┌─ DOCUMENT EXCERPT

American neuroscientist, researcher

Courtney A. Miller is an American neuroscientist and Professor of the Department of Molecular Medicine at the Scripps Research Institute in Jupiter, Florida. Miller investigates the biological basis of neurological and neuropsychiatric diseases and develops novel therapeutics based on her mechanistic discoveries.

== Early life and education ==
Miller completed her undergraduate degree at the University of California, Santa Barbara majoring in Biopsychology. After graduating in 1999, Miller started her PhD in Neurobiology and Behavior at the University of California, Irvine. Under the mentorship of Dr. John F. Marshall, Miller studied the biological basis of drug addiction in rodent models. Her findings suggested that memories of drug-cue pairings can be pharmacologically or therapeutically ameliorated to potentially reduce relapse in drug abusers.

Miller completed her PhD in 2005 and then worked as a Research Scientist at Cenomed Pharmaceuticals. In 2006, Miller began a postdoctoral fellowship at the University of Alabama Birmingham Miller studied neuroepigenetics and found that DNA methylation along with the process of histone acetylation regulates memory formation and synaptic plasticity.

== Career and research ==
In 2009, Miller was appointed an assistant professorship at The Scripps Research Institute in Jupiter, Florida. In 2013, Miller was granted tenure and conducts research on neurological diseases with a specific focus on drug addiction and post-traumatic stress disorder.

In 2015, Miller and her lab discovered a potential method to target the actin cytoskeleton as a means to treat relapsing methamphetamine addiction. In 2017, Miller and her group further explored the effects of Blebbistatin, a small molecular non-muscle myosin II inhibitor, on methamphetamine-related memories compared to cocaine and morphine-related memories. They found that the effects of Blebbistatin on memory disruption are specific to methamphetamine-related memories and they are amygdala-dependent. For this discovery, Miller was honored with the Presidential Early Career Award and received a five-year research grant.

In 2019, Miller and her group found a microRNA in the amygdala that is specifically elevated after trauma. Miller and her group further found that inhibiting this microRNA interfered with expression and extinction of fear memories. The difference in microRNA mir-598-3p level and the effect of its inhibition was only observed in male but not female mice.

└─
┌─ DATASET CONTENT

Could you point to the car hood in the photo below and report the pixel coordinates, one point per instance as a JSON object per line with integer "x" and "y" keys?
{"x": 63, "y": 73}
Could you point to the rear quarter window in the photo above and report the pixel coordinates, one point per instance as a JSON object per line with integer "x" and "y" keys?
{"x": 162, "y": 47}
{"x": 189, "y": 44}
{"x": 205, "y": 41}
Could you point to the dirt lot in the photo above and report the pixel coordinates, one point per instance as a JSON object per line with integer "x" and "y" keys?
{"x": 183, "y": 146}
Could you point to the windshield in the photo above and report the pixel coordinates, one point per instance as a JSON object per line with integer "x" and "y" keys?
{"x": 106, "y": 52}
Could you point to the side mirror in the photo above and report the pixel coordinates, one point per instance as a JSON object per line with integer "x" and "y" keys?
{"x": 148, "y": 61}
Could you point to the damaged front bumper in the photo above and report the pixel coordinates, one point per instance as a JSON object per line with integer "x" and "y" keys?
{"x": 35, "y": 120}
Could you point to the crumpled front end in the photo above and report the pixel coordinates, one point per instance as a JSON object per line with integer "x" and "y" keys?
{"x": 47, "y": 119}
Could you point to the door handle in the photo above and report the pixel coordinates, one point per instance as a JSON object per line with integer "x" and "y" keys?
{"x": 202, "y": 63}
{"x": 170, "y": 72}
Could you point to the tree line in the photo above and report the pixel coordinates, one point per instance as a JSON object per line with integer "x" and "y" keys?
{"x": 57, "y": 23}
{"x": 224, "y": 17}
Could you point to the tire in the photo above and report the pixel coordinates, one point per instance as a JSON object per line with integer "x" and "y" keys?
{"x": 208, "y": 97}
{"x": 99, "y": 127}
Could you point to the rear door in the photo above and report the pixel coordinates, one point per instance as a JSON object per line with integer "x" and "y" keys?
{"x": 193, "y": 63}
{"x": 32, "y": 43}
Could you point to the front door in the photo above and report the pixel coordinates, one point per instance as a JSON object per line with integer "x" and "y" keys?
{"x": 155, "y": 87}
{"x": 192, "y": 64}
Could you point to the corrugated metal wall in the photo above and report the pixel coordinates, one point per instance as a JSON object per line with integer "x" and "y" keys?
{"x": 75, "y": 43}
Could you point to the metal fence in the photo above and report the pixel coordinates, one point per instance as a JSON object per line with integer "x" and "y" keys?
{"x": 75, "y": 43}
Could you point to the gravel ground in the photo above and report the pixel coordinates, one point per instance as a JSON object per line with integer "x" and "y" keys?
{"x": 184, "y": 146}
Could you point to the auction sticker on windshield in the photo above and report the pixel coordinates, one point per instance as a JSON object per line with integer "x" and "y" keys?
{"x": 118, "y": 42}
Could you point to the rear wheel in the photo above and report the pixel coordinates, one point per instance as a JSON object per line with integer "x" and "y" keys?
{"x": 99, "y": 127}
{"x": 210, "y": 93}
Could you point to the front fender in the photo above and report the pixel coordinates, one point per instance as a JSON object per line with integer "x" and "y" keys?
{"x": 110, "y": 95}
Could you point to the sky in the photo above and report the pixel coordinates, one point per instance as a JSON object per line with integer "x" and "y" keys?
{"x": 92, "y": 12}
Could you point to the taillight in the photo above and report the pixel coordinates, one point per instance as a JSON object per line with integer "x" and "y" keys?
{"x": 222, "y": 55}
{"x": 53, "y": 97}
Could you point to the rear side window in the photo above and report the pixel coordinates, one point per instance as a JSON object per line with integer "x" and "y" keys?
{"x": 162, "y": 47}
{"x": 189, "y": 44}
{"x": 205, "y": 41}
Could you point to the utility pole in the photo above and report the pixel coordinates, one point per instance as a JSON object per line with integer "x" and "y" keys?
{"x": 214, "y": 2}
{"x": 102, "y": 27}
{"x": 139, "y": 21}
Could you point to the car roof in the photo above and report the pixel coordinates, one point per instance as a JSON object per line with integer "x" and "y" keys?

└─

EXERCISE TASKS =>
#1 According to the passage on Courtney A. Miller, under whose mentorship did she study the biological basis of drug addiction during her PhD?
#2 Carry on the passage on Courtney A. Miller from its final sentence.
Nothing in the data is needed here.

ANSWERS IN ORDER =>
#1 Dr. John F. Marshall

#2
== Awards and achievements==

- Presidential Early Career Award for Scientists and Engineers, awarded by President Obama (2016)
- Distinguished Speaker Award, UNC Department of Psychology and Neuroscience (2016)
- TSRI Outstanding Mentor Award (2015)
- Most influential paper published by Neuron in 2007 (2014)
- Kauffman Fellow, Venture Capital Program (2008)
- NIDA Young Investigator Award (2005)

== Select publications ==
- Miller CA and Marshall JF (2005). Molecular substrates for retrieval and reconsolidation of cocaine-associated contextual memory. Neuron 47, 873–84.
- Levenson MJ, Roth TL, Lubin FD, Miller CA, Huang IC, Desai P, Malone L, Sweatt JD (2006). Evidence that DNA (Cytosine-5) methyltransferases regulate synaptic plasticity in the hippocampus. Journal of Biological Chemistry 281, 15763–73.
- Miller CA and Sweatt JD (2007). Covalent modification of DNA regulates memory formation. Neuron 53, 857–69.
- Miller CA, Susan Campbell and Sweatt JD (2008). DNA methylation and histone acetylation work in concert to regulate memory formation and synaptic plasticity. Neurobiology Learning and Memory 89, 599–603.
- Kilgore M*, Miller CA*, Fass DM, Hennig KM, Haggerty S, Sweatt JD and Rumbaugh G (2010). Inhibitors of Class I histone deacetylases reverse contextual memory deficits in a mouse model of Alzheimer's Disease. Neuropsychopharmacology 35, 870–80.
- Miller CA, Gavin CF, White JA, Parrish RR, Honasoge A, Yancey CR, Rivera IM, Rubio MD, Rumbaugh G and Sweatt JD (2010) Cortical DNA methylation maintains remote memory. Nature Neuroscience 13: 664–6.